(What you are asked to do)
Please copy the items from the line containing "In this exercise you will find the striped" through the end of the items, changing "marker" to "pin" and leaving everything else unchanged. Return only that part.

(Data shown)
↓
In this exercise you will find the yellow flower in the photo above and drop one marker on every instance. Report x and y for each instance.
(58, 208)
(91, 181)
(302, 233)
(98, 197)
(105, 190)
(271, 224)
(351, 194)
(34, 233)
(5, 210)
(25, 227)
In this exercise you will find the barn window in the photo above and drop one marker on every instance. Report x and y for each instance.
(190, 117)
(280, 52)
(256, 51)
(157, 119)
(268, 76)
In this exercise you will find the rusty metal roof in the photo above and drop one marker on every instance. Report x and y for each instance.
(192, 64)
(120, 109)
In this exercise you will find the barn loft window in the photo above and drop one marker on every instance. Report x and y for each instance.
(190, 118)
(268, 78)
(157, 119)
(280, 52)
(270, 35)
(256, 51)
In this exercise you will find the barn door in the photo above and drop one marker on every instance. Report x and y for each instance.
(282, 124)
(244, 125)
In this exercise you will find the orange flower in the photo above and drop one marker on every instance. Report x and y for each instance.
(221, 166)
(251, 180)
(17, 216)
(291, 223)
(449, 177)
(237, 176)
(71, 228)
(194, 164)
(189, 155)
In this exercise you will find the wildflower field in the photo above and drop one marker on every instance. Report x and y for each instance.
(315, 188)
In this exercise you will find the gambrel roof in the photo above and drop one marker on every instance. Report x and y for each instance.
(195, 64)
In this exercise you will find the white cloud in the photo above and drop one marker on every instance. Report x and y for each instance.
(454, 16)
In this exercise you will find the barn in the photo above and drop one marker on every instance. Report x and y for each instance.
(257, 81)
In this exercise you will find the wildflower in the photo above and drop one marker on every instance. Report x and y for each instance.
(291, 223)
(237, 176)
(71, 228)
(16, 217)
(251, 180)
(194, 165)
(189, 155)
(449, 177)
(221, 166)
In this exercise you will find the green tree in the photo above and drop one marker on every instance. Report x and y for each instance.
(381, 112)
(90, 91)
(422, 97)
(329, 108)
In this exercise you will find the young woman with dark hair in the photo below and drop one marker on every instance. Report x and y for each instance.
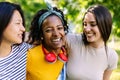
(12, 48)
(90, 58)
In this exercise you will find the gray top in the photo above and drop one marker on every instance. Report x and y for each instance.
(86, 62)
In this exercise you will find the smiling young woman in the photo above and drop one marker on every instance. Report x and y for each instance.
(90, 58)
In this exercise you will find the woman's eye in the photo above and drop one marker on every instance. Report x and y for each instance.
(84, 24)
(60, 28)
(93, 25)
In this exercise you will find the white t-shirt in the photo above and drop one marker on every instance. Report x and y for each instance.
(13, 67)
(86, 62)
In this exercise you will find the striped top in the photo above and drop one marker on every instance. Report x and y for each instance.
(13, 67)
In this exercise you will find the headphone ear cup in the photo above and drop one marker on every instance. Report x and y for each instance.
(62, 57)
(50, 57)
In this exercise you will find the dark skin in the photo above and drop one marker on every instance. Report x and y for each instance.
(53, 34)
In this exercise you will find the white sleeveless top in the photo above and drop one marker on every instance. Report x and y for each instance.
(86, 62)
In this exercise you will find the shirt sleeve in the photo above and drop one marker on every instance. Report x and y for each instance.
(112, 59)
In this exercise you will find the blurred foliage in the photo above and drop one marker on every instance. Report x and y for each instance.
(73, 9)
(76, 9)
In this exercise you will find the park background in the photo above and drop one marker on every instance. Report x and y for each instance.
(74, 10)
↑
(Result of this exercise)
In this exercise you will find the striped top in the photo above and drop one pin on every instance. Report x and y for each instance.
(13, 67)
In this exercise you will find the headphone ear cup in the photo above and drop one pin on every instance. Report x and y for each instance.
(62, 57)
(50, 57)
In this exercise you will find the dark skin in the photo above and drop one pin on every instance. Report x and y for each instance.
(53, 34)
In this exercise you will find the white sleeveless top in the photo above and drop one pin on every instance. Report x and y for each instance.
(86, 62)
In this exercise you will find the shirt sleeve in the photo above and drop one pin on every instance. Report x and y for each instance.
(112, 59)
In this exercise you will find the blurred foliage in the photo above and drop one pin on every instance. Report x and y for each instance.
(73, 9)
(76, 9)
In this exercise you will find the park background in the photo above and drop one pin on every instance. Report x and y for each instance.
(74, 10)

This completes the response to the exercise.